Records
◇ ◇ ◇

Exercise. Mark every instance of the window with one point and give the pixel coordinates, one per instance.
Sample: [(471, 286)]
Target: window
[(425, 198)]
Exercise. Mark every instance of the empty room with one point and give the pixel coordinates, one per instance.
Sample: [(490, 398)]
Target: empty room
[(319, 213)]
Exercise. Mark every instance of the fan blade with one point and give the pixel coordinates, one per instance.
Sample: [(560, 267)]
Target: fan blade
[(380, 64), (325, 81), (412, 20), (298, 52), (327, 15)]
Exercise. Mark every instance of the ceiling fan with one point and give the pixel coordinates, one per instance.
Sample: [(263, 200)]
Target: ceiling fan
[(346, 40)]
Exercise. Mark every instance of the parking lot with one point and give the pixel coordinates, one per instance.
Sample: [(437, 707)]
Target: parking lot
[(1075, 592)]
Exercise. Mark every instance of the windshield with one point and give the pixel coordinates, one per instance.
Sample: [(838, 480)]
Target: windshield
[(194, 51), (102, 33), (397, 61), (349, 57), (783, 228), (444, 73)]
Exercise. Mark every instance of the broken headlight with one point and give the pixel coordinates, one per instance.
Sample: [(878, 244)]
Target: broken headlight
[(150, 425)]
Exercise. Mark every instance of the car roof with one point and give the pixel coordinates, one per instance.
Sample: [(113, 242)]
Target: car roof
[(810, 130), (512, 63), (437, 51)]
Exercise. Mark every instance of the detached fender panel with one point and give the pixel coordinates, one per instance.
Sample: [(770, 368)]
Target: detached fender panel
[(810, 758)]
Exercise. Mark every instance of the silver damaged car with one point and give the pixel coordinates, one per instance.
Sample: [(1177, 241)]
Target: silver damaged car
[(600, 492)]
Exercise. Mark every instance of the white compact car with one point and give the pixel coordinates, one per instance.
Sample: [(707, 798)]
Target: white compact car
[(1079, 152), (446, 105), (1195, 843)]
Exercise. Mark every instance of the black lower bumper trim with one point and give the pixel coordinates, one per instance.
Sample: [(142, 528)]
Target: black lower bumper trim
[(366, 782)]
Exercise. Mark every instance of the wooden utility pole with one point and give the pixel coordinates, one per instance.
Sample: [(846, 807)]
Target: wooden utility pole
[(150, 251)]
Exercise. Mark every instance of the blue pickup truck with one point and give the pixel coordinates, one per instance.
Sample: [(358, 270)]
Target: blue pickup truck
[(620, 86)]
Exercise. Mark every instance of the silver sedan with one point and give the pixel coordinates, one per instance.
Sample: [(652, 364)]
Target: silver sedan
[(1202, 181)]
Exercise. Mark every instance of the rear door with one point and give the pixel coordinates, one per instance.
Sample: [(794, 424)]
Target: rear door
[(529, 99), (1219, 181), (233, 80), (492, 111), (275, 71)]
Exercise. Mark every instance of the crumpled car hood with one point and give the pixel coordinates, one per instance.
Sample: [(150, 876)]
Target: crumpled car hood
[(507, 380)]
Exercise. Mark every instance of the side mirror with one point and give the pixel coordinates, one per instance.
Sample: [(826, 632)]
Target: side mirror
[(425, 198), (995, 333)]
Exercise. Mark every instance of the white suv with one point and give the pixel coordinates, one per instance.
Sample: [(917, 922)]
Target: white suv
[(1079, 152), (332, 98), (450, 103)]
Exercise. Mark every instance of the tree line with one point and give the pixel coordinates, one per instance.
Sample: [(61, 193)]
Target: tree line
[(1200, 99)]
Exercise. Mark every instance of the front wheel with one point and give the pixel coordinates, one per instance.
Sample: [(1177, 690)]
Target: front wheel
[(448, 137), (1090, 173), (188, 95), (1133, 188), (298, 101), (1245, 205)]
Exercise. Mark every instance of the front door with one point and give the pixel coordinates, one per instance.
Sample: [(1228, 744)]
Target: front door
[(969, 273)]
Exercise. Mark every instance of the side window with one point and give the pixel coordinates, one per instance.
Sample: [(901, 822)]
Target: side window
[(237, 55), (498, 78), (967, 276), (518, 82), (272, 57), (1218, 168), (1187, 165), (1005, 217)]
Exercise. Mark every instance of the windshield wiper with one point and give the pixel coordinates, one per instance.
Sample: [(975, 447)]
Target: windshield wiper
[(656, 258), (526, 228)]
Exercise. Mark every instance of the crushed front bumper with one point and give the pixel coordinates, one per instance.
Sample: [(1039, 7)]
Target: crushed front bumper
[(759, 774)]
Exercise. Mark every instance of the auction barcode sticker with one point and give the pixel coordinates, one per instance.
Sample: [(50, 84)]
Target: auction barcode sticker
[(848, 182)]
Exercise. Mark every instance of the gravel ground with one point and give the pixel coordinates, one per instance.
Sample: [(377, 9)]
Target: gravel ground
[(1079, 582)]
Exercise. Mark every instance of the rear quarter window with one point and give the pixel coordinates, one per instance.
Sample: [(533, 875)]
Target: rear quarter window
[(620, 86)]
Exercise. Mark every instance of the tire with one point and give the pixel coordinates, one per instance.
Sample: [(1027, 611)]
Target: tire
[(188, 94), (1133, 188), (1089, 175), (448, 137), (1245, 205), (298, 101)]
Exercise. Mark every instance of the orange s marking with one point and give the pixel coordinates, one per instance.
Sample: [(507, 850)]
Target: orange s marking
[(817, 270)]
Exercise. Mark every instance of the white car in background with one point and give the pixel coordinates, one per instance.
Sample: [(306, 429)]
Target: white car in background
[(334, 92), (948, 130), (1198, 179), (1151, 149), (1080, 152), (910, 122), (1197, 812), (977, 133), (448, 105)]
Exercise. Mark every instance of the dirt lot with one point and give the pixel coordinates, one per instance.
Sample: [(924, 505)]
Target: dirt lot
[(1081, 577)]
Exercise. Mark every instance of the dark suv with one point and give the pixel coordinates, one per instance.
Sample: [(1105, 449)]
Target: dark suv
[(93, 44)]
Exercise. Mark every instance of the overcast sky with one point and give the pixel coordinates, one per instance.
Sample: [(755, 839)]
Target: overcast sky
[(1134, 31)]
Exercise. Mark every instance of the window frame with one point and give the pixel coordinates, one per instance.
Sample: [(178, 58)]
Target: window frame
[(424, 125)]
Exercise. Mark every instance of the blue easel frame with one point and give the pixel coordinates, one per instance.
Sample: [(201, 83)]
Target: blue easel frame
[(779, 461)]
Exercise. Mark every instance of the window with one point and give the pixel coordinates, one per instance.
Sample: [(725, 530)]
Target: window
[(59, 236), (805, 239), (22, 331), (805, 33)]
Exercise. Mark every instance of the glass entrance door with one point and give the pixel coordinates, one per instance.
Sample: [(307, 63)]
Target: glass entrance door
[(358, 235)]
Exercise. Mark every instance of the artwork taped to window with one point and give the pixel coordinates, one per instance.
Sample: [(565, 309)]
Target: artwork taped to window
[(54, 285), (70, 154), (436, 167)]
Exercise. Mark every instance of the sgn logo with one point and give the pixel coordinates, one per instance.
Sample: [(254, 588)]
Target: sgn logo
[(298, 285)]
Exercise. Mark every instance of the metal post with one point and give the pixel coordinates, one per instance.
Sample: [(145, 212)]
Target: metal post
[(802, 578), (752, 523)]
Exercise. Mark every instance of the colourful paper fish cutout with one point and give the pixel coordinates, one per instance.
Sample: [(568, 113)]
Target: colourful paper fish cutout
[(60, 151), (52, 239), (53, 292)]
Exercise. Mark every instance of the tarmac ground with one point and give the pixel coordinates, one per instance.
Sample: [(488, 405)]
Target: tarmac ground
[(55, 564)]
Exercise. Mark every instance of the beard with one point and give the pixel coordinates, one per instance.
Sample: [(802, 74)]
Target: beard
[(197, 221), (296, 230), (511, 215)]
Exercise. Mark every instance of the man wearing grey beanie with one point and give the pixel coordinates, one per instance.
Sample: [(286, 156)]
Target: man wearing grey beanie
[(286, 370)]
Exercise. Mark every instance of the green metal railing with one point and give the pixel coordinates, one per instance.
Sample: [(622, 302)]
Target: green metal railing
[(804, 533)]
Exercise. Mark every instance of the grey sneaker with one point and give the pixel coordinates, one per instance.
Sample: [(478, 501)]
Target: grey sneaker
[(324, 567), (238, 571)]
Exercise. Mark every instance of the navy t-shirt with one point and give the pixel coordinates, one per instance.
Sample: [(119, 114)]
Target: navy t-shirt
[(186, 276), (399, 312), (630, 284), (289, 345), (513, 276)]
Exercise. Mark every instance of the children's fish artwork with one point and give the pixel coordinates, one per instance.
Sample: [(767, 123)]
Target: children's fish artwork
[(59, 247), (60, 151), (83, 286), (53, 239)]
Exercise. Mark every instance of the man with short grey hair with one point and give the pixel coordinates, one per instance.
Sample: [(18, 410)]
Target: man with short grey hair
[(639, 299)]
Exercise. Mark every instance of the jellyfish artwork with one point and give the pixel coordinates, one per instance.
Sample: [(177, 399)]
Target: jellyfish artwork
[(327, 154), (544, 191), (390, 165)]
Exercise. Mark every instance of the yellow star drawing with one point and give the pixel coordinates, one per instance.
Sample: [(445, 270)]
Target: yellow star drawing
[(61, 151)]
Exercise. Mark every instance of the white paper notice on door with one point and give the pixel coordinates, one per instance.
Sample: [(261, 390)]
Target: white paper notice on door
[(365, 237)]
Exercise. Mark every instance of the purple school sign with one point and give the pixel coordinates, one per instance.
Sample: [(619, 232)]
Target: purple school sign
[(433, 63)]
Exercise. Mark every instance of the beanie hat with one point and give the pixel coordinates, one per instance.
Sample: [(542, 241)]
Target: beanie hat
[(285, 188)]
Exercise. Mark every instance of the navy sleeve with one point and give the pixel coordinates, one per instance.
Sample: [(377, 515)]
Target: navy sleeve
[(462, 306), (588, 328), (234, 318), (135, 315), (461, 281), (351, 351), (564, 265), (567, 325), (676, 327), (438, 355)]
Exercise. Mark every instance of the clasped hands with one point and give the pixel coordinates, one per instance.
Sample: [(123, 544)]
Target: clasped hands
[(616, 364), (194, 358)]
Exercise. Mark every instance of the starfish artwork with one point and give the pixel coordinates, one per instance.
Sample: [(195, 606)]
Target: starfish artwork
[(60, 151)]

◇ ◇ ◇

Task requirements: Please copy out the material word for word, beginning with the line containing "Exercise. Mark every instance of the yellow" and continuing through the line containing "[(61, 151)]".

Output for this task:
Exercise. Mark every instance of the yellow star drawing with one point and give the pixel coordinates, one per instance.
Sample: [(445, 270)]
Target: yellow star drawing
[(61, 151)]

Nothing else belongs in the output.